* What to work on *
Please copy out the listing below word for word, omitting the pictures.

* Task material *

━━━━━━━━━━━━━━━━━━━━

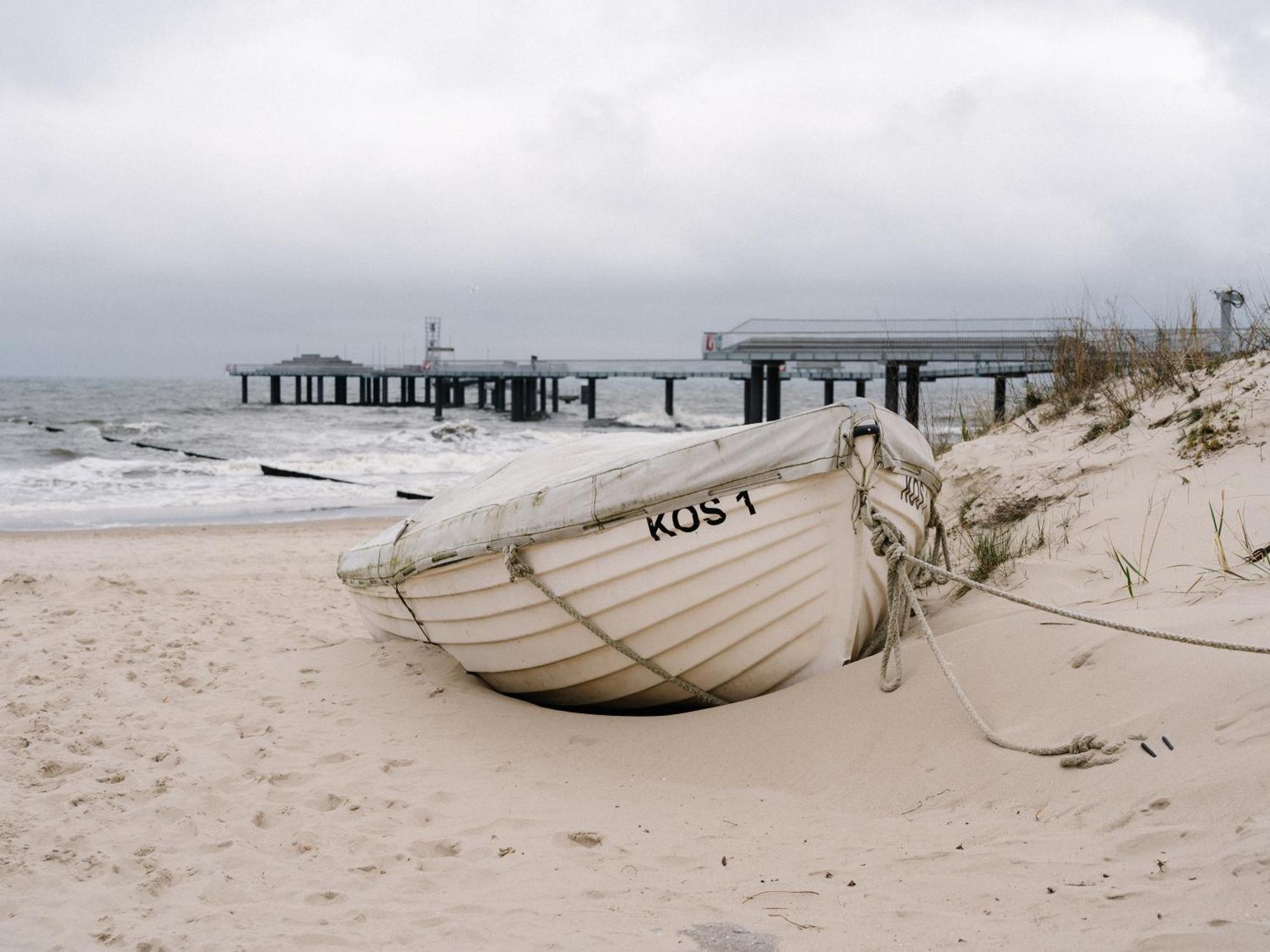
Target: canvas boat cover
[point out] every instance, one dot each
(577, 488)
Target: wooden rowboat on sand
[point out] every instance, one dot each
(731, 560)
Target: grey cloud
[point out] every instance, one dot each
(227, 182)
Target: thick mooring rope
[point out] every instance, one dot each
(888, 543)
(518, 569)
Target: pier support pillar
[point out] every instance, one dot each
(892, 397)
(755, 408)
(912, 392)
(518, 385)
(774, 390)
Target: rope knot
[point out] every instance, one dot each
(1084, 742)
(887, 539)
(516, 569)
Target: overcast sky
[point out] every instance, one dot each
(189, 185)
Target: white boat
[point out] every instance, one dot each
(731, 559)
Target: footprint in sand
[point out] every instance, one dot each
(57, 769)
(337, 758)
(327, 803)
(436, 847)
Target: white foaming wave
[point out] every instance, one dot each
(681, 421)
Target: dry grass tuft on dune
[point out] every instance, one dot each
(200, 748)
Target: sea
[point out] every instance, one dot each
(69, 458)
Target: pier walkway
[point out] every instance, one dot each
(760, 354)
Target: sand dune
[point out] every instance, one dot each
(201, 750)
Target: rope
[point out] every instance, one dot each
(422, 630)
(518, 569)
(888, 543)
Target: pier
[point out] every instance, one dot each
(760, 355)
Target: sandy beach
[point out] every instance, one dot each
(201, 750)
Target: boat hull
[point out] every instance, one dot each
(740, 596)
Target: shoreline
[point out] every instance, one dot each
(201, 747)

━━━━━━━━━━━━━━━━━━━━

* Response *
Target: canvas boat cover
[point out] every instance, one dot each
(577, 488)
Target: wooden rowboat on sand
[point out] every instance, one dot each
(731, 560)
Target: grey cloud
[point out] every instance, one dot each
(227, 182)
Target: thick mooring rope
[point out] every instance, one dot each
(888, 543)
(518, 569)
Target: pier support pillar
[point out] every instance, one dot each
(892, 397)
(755, 408)
(912, 392)
(518, 385)
(774, 390)
Target: rope knot
[point out] every instance, one dot each
(1084, 742)
(887, 539)
(516, 569)
Target: overcast sky
[point out] every instance, one dot each
(189, 185)
Target: white boat
[point out] every instance, one dot each
(731, 559)
Target: footprint in sand
[point out] every instance, one dot each
(57, 769)
(337, 758)
(327, 803)
(436, 847)
Target: white foaming wave
[point out] every instance, one dot each
(681, 421)
Target: dry grass tuft on dune
[point out] every instance, one dot each
(200, 748)
Target: sea
[point out] every instance, one dot each
(69, 458)
Target: pier walkway
[point out] every instance, one dot each
(760, 354)
Target: sand dune
[point out] every instance, one dot each
(201, 750)
Target: rope
[point out] every instance, one dot each
(422, 630)
(518, 569)
(888, 543)
Target: pier
[point out] every instance, one dot each
(760, 355)
Target: sandy beach
[point out] every instance, one dot each
(201, 750)
Target: boat hull
[point out] every instance, one dot each
(740, 596)
Target: shoreline
[point out] every instance, one dot each
(201, 747)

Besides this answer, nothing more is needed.